## 原文摘录
####

是不是感觉到了关键的钥匙仿佛藏在了 scheduledHostCallback，那么究竟 scheduledHostCallback 是如何作为 requestHostCallback(scheduledHostCallback) 的参数呢

让我们回归到 Scheduler 的起点，也就是 React 将任务交给 Scheduler 的开始： unstable_scheduleCallback

function unstable_scheduleCallback(priorityLevel, callback, options) {
  var currentTime = getCurrentTime();

  var startTime;
  if (typeof options === 'object' && options !== null) {
    var delay = options.delay;
    if (typeof delay === 'number' && delay > 0) {
      startTime = currentTime + delay;
    } else {
      startTime = currentTime;
    }
  } else {
    startTime = currentTime;
  }

  var timeout;
  switch (priorityLevel) {
    case ImmediatePriority:
      timeout = IMMEDIATE_PRIORITY_TIMEOUT;
      break;
    case UserBlockingPriority:
      timeout = USER_BLOCKING_PRIORITY_TIMEOUT;
      break;
    case IdlePriority:
      timeout = IDLE_PRIORITY_TIMEOUT;
      break;
    case LowPriority:
      timeout = LOW_PRIORITY_TIMEOUT;
      break;
    case NormalPriority:
    default:
      timeout = NORMAL_PRIORITY_TIMEOUT;
      break;
  }

  var expirationTime = startTime + timeout;

  var newTask = {
    id: taskIdCounter++,
    callback,
    priorityLevel,
    startTime,
    expirationTime,
    sortIndex: -1,
  };
  if (enableProfiling) {
    newTask.isQueued = false;
  }

  if (startTime > currentTime) {
    // This is a delayed task.

####

## 材料条目

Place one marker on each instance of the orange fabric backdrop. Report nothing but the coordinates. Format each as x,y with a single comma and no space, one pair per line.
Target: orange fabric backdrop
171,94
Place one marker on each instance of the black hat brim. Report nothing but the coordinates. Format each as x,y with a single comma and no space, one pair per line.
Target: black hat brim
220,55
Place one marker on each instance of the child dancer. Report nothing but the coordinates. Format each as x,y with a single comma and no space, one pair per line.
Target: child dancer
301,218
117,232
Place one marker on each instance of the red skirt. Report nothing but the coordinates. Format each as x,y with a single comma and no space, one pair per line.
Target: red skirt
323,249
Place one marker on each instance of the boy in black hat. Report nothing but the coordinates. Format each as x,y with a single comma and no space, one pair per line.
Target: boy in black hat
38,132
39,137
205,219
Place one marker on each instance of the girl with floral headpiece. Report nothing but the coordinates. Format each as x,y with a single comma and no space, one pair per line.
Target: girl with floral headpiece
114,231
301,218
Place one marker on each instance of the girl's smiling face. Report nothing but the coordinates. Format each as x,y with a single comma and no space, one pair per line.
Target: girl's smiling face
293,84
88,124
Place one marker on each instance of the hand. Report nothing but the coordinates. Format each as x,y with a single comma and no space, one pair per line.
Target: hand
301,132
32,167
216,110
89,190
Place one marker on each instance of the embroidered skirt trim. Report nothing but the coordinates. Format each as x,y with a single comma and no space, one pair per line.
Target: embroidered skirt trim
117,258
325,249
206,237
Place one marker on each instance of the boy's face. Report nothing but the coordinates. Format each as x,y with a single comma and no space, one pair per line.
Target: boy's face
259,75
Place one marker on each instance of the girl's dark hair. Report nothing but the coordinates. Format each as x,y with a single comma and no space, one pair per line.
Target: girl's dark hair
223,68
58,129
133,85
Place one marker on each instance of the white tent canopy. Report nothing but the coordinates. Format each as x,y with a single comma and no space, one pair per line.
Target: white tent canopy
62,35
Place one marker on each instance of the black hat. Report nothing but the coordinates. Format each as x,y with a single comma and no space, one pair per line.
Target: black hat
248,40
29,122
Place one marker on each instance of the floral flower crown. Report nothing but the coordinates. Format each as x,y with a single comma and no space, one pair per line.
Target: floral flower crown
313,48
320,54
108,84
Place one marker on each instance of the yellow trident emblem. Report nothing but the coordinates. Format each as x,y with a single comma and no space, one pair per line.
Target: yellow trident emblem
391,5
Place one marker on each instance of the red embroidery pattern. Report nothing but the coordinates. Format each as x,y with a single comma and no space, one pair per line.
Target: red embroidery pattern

####

## 任务设定 1
用两句话概括上面这段 React Scheduler 源码解析。
## 任务设定 2
紧接这段 React Scheduler 源码解析的最后一行往下续写。

## 结果 1
这段 React Scheduler 源码解析提出 scheduledHostCallback 如何成为 requestHostCallback(scheduledHostCallback) 的参数这一问题，并为此回到 React 将任务交给 Scheduler 的起点 unstable_scheduleCallback。该函数先取得当前时间，若 options 中的 delay 为大于 0 的数字就把它加到 startTime 上，再按优先级选出 timeout，用 startTime 加 timeout 得到 expirationTime，最后创建包含 id、callback、priorityLevel、startTime、expirationTime 和 sortIndex 的 newTask。

## 结果 2
    newTask.sortIndex = startTime;
    push(timerQueue, newTask);
    if (peek(taskQueue) === null && newTask === peek(timerQueue)) {
      // All tasks are delayed, and this is the task with the earliest delay.
      if (isHostTimeoutScheduled) {
        // Cancel an existing timeout.
        cancelHostTimeout();
      } else {
        isHostTimeoutScheduled = true;
      }
      // Schedule a timeout.
      requestHostTimeout(handleTimeout, startTime - currentTime);
    }
  } else {
    newTask.sortIndex = expirationTime;
    push(taskQueue, newTask);
    if (enableProfiling) {
      markTaskStart(newTask, currentTime);
      newTask.isQueued = true;
    }
    // Schedule a host callback, if needed. If we're already performing work,
    // wait until the next time we yield.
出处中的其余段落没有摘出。